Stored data
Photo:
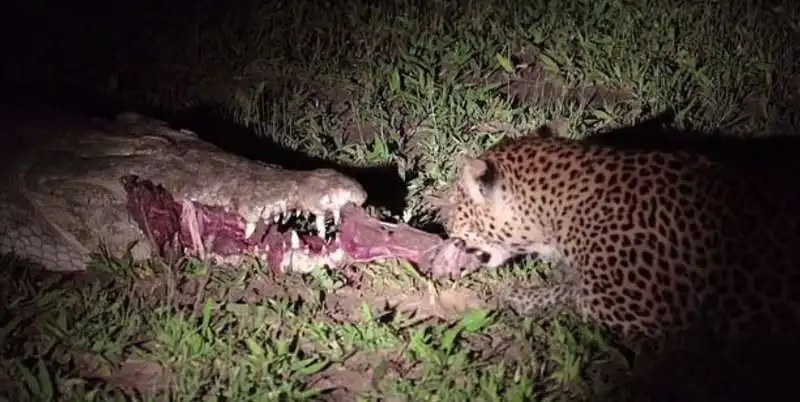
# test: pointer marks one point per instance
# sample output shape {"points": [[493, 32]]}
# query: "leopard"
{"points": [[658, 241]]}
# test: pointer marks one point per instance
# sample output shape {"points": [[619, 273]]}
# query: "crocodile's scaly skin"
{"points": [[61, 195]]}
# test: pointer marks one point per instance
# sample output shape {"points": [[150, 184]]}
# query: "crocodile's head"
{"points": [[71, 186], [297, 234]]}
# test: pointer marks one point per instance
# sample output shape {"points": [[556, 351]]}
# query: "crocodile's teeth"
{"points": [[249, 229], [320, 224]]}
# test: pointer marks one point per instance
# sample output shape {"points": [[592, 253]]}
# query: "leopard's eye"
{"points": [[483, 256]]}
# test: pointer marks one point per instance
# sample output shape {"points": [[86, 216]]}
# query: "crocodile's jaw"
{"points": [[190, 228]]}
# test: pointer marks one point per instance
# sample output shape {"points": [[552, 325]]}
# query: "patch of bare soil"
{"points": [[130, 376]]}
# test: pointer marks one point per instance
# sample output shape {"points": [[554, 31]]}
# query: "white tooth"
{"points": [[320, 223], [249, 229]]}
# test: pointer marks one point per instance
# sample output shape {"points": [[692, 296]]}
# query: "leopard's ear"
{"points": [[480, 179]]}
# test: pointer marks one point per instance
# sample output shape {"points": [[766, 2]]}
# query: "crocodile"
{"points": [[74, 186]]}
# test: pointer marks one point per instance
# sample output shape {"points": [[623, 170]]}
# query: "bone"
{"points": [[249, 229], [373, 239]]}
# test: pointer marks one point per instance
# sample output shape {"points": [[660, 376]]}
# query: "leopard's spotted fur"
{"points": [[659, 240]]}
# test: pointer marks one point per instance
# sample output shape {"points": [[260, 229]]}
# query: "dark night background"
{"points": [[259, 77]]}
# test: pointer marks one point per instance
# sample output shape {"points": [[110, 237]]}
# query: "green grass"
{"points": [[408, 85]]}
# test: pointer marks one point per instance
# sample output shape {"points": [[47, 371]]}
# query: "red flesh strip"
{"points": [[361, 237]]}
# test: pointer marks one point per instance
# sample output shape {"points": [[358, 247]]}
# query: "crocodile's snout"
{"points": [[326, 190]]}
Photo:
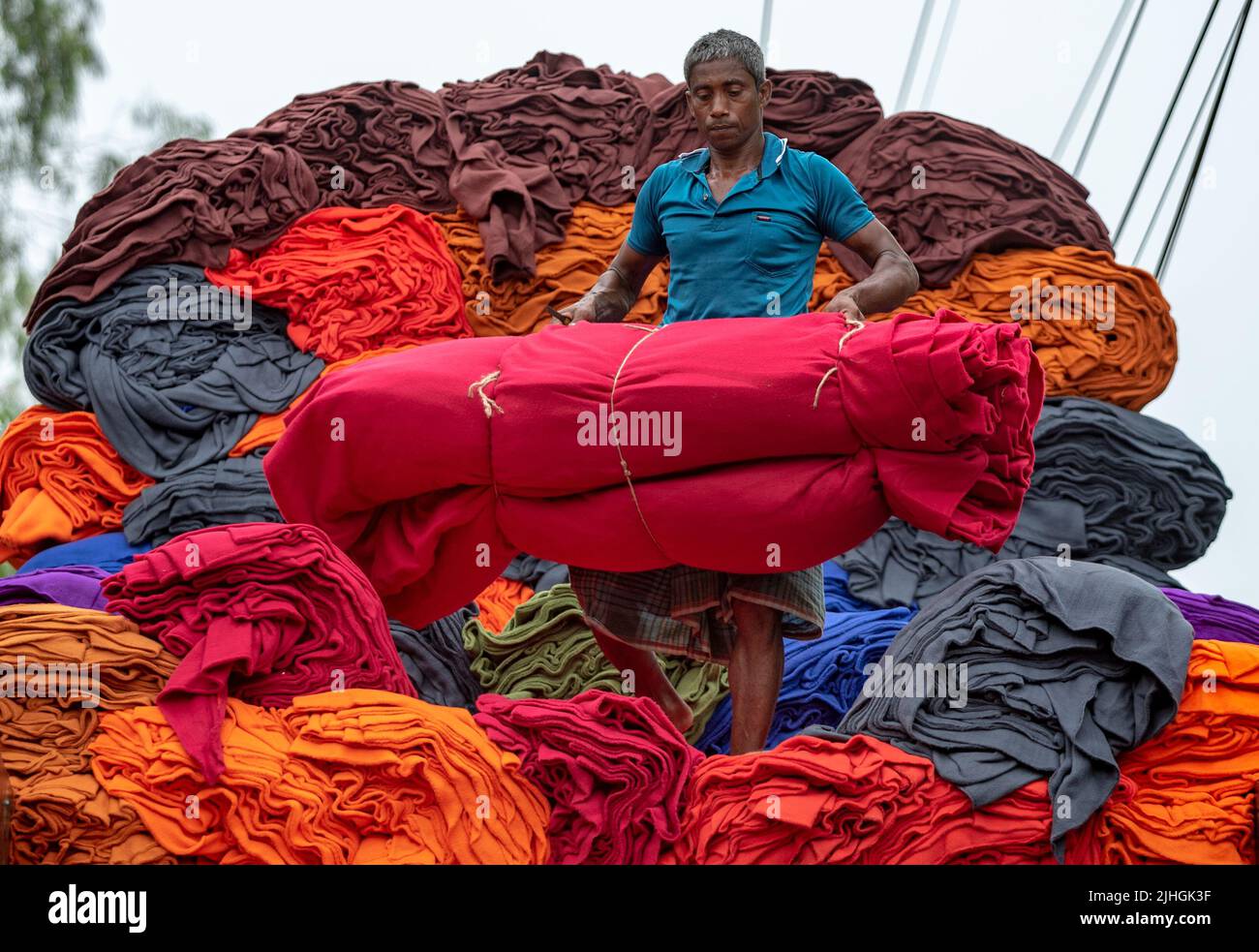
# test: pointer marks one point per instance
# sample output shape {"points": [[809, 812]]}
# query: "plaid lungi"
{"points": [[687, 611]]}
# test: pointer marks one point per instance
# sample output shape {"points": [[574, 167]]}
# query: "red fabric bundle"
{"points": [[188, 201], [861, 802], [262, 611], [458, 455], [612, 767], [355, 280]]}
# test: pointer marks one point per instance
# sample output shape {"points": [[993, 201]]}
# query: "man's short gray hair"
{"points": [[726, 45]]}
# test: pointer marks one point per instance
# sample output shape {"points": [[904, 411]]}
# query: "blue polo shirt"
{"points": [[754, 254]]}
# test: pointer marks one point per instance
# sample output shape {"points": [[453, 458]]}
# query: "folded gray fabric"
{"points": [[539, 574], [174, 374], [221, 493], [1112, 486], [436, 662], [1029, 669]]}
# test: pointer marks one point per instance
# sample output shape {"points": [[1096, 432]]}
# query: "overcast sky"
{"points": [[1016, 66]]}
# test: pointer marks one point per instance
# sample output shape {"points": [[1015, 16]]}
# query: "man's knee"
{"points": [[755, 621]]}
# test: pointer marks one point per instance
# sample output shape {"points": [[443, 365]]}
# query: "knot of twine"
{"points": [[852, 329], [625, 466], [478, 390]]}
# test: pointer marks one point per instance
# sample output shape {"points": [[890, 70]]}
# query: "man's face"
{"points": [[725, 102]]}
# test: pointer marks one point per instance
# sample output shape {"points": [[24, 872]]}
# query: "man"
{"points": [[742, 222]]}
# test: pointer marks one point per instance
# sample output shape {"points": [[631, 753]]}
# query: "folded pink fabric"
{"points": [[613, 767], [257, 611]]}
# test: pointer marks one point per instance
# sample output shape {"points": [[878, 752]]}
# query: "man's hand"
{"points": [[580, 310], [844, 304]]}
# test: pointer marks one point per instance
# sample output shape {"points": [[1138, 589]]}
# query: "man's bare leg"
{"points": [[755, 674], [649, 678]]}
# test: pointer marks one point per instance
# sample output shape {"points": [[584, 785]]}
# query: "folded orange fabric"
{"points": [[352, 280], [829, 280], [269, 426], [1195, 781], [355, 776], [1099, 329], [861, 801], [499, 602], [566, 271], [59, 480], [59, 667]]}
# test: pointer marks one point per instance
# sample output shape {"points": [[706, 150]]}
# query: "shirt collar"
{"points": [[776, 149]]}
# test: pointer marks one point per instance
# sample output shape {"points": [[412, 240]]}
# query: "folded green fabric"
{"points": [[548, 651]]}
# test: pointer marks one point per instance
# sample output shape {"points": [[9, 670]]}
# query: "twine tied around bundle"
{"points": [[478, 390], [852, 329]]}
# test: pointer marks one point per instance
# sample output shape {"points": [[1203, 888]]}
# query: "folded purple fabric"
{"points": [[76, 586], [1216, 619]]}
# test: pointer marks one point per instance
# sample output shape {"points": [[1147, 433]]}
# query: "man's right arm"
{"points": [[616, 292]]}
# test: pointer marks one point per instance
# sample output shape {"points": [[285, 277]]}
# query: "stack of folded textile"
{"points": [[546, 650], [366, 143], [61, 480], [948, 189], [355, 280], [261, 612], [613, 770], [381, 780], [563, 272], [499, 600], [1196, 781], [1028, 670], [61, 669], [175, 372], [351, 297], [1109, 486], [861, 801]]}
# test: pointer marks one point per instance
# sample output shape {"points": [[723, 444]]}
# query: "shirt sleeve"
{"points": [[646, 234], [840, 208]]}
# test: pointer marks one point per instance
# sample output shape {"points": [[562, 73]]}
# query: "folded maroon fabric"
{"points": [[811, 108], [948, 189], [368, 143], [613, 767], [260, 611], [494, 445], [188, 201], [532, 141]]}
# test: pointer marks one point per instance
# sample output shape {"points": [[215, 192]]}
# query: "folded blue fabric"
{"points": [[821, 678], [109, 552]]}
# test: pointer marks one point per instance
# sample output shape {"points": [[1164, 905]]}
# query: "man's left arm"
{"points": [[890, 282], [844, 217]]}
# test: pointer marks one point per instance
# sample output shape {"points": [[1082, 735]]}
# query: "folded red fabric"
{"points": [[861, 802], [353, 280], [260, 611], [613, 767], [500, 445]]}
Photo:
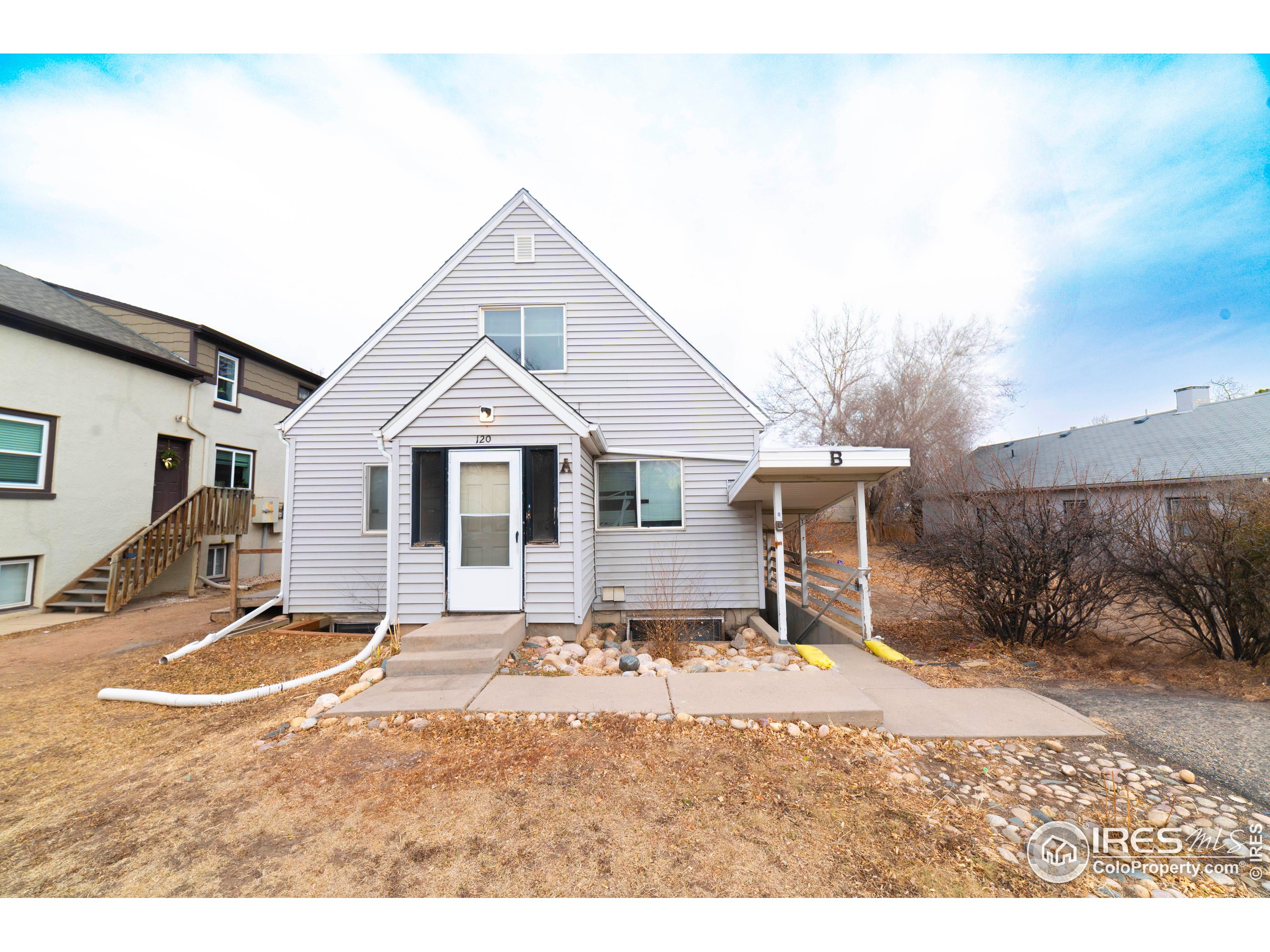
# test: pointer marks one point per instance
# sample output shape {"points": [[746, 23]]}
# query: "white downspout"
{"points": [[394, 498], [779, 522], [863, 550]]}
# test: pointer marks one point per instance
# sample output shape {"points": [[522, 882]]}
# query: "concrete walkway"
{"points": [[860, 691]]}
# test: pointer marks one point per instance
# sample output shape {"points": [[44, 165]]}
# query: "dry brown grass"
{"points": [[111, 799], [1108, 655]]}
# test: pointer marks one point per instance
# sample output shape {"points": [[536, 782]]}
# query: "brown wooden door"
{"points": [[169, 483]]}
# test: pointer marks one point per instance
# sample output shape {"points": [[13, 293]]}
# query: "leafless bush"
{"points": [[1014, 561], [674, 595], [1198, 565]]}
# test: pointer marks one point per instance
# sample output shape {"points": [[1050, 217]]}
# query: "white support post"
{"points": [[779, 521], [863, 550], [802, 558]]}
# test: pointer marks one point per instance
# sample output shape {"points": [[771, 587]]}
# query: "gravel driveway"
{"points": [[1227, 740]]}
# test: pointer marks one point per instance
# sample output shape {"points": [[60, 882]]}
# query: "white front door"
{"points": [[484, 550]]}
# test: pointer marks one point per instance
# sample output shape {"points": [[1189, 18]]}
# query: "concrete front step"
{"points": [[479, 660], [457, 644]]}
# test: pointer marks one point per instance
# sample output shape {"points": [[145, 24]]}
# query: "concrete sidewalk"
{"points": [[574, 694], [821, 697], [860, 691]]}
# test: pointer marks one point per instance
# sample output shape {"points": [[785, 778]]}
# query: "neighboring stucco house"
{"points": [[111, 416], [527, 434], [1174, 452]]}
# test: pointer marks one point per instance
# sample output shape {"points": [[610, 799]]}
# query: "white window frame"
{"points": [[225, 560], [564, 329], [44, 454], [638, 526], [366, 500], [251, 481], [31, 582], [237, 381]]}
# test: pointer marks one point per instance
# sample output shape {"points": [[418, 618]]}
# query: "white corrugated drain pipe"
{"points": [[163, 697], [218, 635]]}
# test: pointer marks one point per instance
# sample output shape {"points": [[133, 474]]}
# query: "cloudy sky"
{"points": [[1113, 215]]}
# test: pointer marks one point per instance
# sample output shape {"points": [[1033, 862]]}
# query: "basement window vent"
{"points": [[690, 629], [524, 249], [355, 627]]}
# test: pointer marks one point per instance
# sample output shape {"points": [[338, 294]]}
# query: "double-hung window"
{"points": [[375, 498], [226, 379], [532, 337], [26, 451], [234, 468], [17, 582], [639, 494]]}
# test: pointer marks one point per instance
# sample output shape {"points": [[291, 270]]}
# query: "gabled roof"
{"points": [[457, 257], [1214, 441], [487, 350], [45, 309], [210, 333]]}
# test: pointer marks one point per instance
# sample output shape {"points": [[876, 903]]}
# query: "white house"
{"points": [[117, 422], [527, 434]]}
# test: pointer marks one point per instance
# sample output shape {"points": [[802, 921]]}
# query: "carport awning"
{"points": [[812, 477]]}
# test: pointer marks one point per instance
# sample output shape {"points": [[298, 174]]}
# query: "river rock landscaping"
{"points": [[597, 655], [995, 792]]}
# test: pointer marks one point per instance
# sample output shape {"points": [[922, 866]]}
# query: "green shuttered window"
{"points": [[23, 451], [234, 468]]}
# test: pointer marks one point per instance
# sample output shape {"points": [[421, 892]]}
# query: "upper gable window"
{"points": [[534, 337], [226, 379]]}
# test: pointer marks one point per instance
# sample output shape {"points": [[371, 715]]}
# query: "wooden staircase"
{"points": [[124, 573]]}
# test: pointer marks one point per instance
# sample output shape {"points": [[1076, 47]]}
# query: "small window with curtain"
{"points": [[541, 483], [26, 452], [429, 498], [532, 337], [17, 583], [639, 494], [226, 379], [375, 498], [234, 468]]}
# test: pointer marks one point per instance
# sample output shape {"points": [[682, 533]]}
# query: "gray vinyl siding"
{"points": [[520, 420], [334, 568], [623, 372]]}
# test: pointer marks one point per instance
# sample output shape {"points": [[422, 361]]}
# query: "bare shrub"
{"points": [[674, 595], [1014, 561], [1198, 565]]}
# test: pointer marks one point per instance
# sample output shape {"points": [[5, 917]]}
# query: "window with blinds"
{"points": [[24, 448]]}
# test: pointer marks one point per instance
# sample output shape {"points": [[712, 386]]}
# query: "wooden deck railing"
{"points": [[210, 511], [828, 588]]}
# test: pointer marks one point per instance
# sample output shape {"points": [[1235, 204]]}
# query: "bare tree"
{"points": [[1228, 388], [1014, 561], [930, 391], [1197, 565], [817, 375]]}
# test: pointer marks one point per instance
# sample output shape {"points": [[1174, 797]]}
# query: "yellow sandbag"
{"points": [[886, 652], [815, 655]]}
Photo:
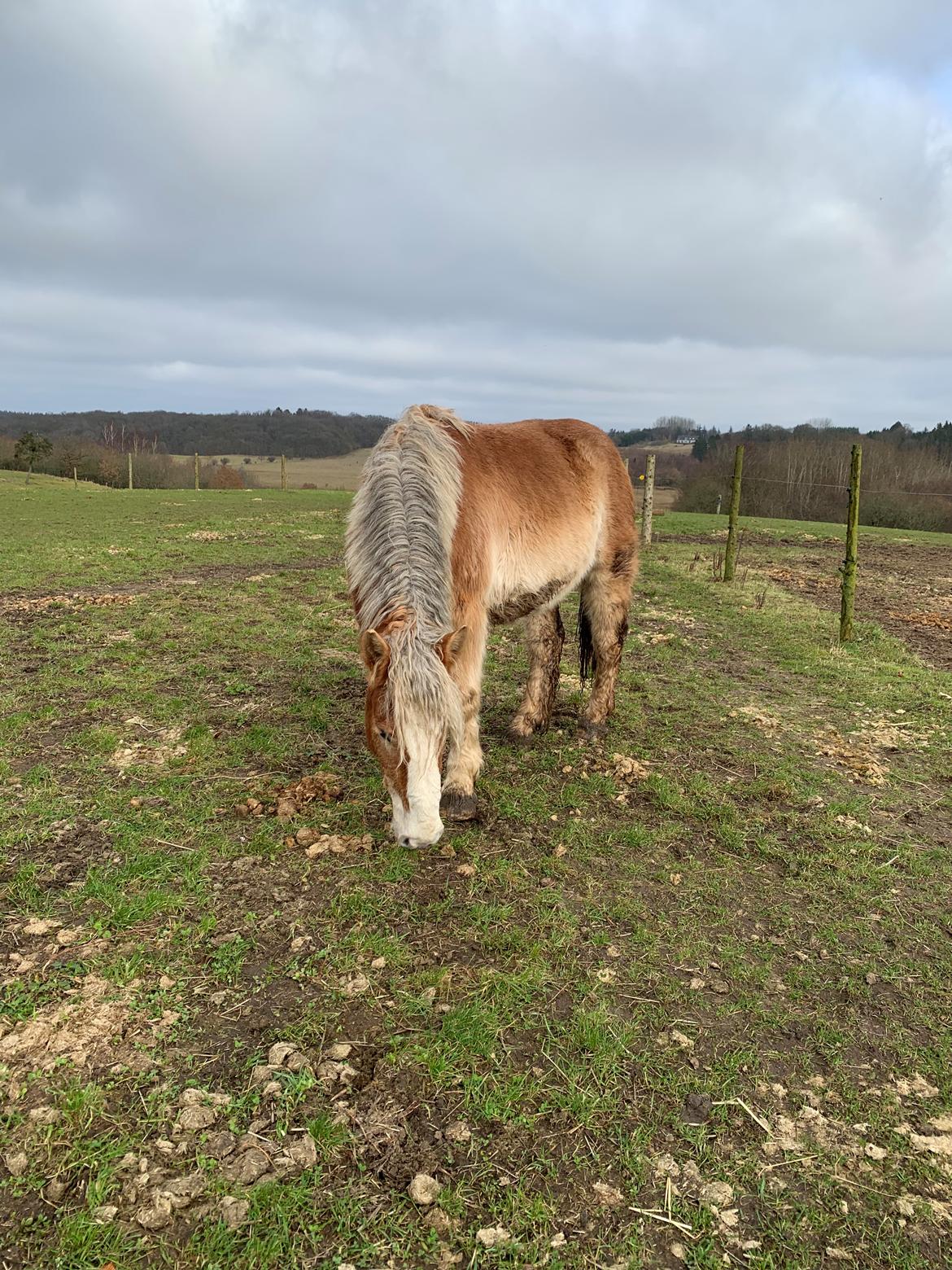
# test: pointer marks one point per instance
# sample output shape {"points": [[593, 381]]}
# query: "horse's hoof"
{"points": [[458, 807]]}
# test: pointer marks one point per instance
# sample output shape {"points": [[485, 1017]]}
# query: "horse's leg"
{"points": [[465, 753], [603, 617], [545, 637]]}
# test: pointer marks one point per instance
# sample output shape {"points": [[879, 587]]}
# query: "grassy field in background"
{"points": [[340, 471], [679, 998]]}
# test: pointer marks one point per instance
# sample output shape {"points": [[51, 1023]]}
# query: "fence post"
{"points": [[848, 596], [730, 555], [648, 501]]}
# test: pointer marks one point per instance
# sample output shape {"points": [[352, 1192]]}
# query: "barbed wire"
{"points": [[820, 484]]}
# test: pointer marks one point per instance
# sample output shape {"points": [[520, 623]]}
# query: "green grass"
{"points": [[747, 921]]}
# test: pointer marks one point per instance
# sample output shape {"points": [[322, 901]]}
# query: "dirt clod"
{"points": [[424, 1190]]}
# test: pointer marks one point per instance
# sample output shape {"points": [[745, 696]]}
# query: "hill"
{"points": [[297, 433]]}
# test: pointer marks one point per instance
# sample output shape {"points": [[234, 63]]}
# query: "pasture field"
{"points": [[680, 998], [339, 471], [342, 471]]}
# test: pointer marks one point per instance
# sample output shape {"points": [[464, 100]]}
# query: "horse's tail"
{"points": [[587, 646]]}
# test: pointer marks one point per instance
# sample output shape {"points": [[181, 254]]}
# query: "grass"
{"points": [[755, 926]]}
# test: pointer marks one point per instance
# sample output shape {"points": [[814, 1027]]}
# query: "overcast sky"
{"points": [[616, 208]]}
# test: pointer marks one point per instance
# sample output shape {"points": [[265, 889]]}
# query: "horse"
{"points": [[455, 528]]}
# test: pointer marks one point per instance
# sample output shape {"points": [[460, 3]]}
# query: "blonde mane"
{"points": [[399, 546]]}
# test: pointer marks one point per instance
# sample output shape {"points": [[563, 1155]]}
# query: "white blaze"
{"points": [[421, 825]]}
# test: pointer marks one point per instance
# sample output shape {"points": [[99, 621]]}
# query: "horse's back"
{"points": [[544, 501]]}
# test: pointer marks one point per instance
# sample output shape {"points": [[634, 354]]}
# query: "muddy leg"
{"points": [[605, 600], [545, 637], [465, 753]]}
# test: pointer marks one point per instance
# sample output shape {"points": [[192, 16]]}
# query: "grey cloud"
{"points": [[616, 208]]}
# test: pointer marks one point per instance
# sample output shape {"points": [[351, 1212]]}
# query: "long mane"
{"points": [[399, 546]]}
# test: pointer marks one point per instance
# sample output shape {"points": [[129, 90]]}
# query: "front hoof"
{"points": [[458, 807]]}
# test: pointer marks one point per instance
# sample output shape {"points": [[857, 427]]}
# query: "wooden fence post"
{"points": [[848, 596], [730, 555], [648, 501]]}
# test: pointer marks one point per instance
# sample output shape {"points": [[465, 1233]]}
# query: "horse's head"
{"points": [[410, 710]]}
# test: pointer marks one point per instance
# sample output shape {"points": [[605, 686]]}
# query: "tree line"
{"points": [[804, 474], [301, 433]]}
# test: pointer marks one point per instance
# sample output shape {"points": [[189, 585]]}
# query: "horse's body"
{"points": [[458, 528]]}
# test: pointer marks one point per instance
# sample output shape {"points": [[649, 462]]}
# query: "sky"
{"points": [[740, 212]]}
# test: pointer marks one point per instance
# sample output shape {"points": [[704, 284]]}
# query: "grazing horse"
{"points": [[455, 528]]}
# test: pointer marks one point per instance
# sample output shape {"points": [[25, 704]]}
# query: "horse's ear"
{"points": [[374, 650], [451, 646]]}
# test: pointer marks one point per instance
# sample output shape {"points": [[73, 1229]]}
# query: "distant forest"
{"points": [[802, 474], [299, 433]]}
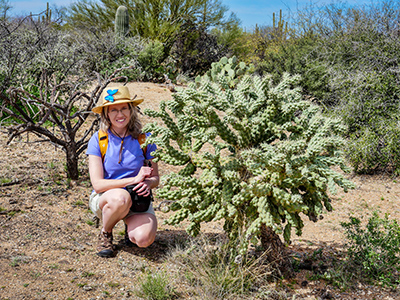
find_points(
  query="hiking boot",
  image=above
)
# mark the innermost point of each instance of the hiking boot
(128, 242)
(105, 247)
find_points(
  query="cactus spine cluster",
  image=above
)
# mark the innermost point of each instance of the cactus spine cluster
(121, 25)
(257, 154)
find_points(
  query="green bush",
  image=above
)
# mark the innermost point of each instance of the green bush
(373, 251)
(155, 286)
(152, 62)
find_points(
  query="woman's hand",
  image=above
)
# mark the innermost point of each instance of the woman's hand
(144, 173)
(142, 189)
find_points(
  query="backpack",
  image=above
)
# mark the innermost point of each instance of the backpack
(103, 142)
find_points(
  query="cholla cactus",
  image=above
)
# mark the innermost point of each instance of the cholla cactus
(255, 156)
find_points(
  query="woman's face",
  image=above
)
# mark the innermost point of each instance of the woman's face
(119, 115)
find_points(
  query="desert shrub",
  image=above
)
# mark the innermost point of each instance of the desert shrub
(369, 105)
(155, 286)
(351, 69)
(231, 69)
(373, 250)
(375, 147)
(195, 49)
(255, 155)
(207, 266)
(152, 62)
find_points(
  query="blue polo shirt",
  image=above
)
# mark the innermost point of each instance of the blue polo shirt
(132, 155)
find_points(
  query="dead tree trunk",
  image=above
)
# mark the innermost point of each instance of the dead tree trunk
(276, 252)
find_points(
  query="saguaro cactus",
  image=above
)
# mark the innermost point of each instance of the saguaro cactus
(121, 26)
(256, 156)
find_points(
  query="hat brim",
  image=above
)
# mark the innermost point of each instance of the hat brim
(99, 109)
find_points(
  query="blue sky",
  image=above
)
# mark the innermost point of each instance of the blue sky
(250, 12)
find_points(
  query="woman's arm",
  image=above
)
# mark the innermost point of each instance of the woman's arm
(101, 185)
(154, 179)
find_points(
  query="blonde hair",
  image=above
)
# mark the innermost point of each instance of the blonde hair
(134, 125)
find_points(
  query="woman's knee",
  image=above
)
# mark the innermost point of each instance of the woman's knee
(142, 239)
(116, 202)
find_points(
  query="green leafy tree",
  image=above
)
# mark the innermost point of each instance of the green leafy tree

Your goal
Your reply is to be the number of lines above in which the word "leafy" appears, and nothing else.

Response to this exercise
2